▸ WHAT THIS TASK INVOLVES: From the post about hearing classical music below, print the passage that begins at the words "But in terms" and stops after the words "now, isn't it?", copying it character for character.

▸ EXCERPT TO READ:
=======
I read that Brahms did what you said before, he got his friends together to hear a two-piano reduction of a new symphony before premiering it, basically to gauge their reactions and get their opinions. Gershwin would do the same, before the premiere of many of his pieces (including Rhapsody in Blue) he would play them through virtually complete at a party, see what people think. I would say that's lost now, a composer can get computer software to 'play' it and put it on the net as on this forum (or send it to friends via email). But with that, I think some of that community aspect of music has been lost. At parties people would probably be bored of that stuff, and we're all so stuck for time that we'd just say to Brahms "send your new symphony to my email."

But in terms of what I do, its changed. When I first got into classical, if I went to hear a piece live in concert, I would hear it to death on the recording I had of it. I wanted to know every note of it. But now I am not obsessive, I might just hear it once or not at all. I like to approach things with fresh ears, and I even go to concerts where I known none of the music beforehand. I suppose that's like an approximation of the audiences of the past, most of them heard music for the first and only time. If you where in London when Haydn went there, you would be lucky to hear the man conduct his own symphonies, otherwise the option would be to hear them in the various reductions that where done for chamber sized ensembles. It was literally a once in a lifetime experience. Hard to imagine now, isn't it?

But even in the mid 20th century things where more limited. Quite a large part of the repertoire that is now considered core repertoire was not recorded, or it was not widely available. I met with a person well into their senior years who was happy to get a piece by a then living composer, Shostakovich. This person had to wait for something like six months for it to be shipped over, and it was the only recording available of this particular work. Made in the USSR!
=======
▸ SUPPLIED ENTRIES:
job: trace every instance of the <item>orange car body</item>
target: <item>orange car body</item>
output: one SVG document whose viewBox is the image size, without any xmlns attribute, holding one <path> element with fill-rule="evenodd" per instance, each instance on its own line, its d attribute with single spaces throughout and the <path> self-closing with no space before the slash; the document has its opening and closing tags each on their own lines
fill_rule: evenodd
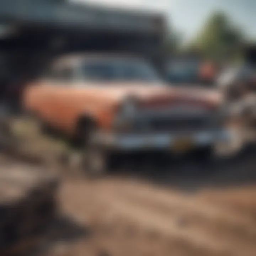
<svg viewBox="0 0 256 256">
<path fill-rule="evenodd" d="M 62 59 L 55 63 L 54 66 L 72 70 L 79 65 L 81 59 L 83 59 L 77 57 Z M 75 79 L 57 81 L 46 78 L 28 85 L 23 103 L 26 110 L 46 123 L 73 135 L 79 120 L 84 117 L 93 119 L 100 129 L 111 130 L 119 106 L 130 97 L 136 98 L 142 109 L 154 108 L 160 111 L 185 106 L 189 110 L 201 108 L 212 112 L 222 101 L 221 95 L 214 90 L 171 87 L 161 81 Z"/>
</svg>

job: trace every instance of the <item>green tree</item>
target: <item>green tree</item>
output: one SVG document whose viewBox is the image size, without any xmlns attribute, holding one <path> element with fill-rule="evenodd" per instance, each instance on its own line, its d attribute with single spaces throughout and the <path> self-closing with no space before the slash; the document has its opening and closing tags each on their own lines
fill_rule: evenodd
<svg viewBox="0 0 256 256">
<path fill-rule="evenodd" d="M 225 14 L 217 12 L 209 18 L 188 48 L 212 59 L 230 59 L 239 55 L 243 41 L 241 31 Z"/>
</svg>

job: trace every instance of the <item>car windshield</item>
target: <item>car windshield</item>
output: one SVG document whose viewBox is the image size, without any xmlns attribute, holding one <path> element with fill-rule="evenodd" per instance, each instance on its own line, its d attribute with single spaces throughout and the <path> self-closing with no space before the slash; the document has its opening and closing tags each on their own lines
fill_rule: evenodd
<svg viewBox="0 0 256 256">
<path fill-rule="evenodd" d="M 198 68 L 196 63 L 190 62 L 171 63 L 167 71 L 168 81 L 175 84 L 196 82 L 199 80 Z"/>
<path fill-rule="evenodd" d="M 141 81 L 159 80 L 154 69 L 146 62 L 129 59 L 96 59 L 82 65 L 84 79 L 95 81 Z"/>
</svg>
=======
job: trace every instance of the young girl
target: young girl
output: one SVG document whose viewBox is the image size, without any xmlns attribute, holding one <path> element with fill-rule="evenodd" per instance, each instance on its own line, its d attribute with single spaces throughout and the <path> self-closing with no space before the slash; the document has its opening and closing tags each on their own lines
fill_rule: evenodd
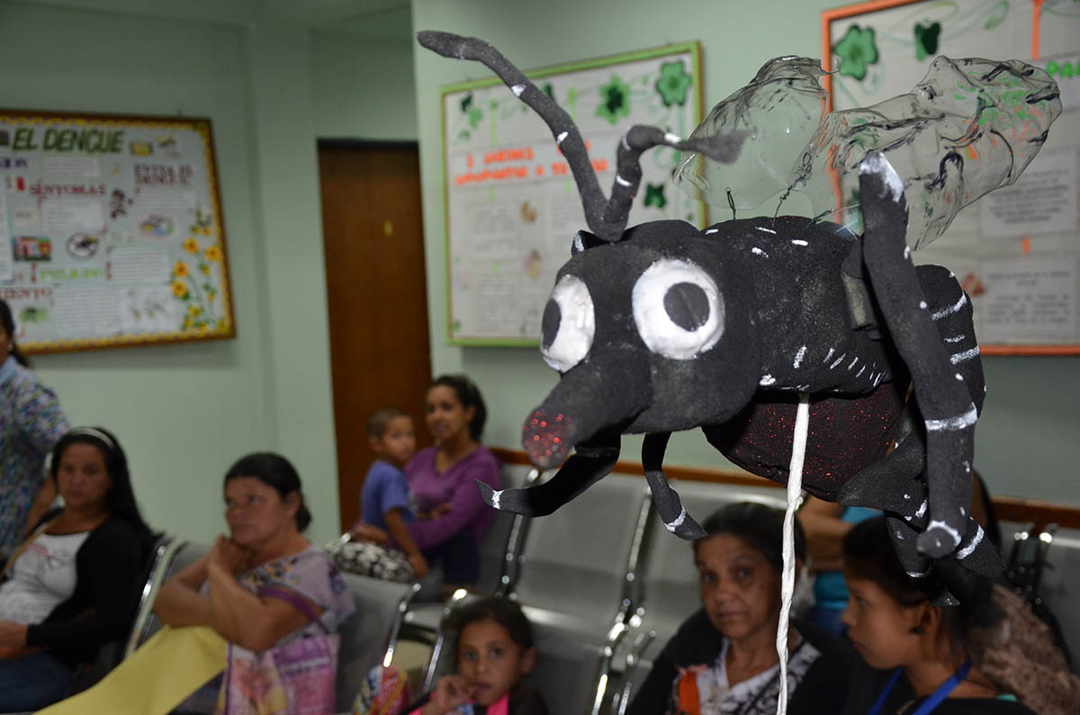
=======
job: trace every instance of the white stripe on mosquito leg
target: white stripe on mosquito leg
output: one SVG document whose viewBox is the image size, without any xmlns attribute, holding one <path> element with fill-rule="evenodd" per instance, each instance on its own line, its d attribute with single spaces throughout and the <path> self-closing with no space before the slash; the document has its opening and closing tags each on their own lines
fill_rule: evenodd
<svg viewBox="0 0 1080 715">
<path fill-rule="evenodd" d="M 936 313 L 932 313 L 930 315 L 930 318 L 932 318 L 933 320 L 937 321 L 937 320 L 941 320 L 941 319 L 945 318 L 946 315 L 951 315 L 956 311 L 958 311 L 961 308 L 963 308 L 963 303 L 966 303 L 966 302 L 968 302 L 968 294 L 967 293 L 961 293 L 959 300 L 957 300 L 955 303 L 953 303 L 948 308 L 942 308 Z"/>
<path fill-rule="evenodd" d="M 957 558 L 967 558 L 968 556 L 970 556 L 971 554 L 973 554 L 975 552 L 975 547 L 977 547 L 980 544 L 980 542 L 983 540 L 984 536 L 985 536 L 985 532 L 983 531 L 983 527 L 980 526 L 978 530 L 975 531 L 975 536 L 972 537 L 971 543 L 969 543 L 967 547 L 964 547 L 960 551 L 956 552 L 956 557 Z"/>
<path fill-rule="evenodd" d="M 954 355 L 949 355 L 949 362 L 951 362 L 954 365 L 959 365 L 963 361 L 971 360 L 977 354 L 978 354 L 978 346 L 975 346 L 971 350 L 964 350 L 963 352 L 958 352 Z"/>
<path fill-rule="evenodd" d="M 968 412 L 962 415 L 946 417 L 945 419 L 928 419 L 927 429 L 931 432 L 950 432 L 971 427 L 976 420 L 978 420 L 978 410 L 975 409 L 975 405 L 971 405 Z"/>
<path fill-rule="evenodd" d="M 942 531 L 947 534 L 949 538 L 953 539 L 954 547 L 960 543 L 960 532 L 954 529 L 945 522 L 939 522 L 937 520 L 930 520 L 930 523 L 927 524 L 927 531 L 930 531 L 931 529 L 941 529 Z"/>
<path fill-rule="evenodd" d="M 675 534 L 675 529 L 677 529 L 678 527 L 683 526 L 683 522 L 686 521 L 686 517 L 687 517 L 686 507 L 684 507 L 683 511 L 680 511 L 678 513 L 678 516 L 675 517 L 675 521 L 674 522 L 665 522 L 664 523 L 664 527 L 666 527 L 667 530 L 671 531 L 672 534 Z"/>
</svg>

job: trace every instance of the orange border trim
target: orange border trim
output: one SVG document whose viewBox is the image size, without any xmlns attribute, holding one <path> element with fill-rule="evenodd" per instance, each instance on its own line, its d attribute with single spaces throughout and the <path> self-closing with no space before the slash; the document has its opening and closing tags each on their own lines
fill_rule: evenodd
=======
▸ ANSWER FOR THE TASK:
But in terms of what I do, its changed. When I first got into classical, if I went to hear a piece live in concert, I would hear it to death on the recording I had of it. I wanted to know every note of it. But now I am not obsessive, I might just hear it once or not at all. I like to approach things with fresh ears, and I even go to concerts where I known none of the music beforehand. I suppose that's like an approximation of the audiences of the past, most of them heard music for the first and only time. If you where in London when Haydn went there, you would be lucky to hear the man conduct his own symphonies, otherwise the option would be to hear them in the various reductions that where done for chamber sized ensembles. It was literally a once in a lifetime experience. Hard to imagine now, isn't it?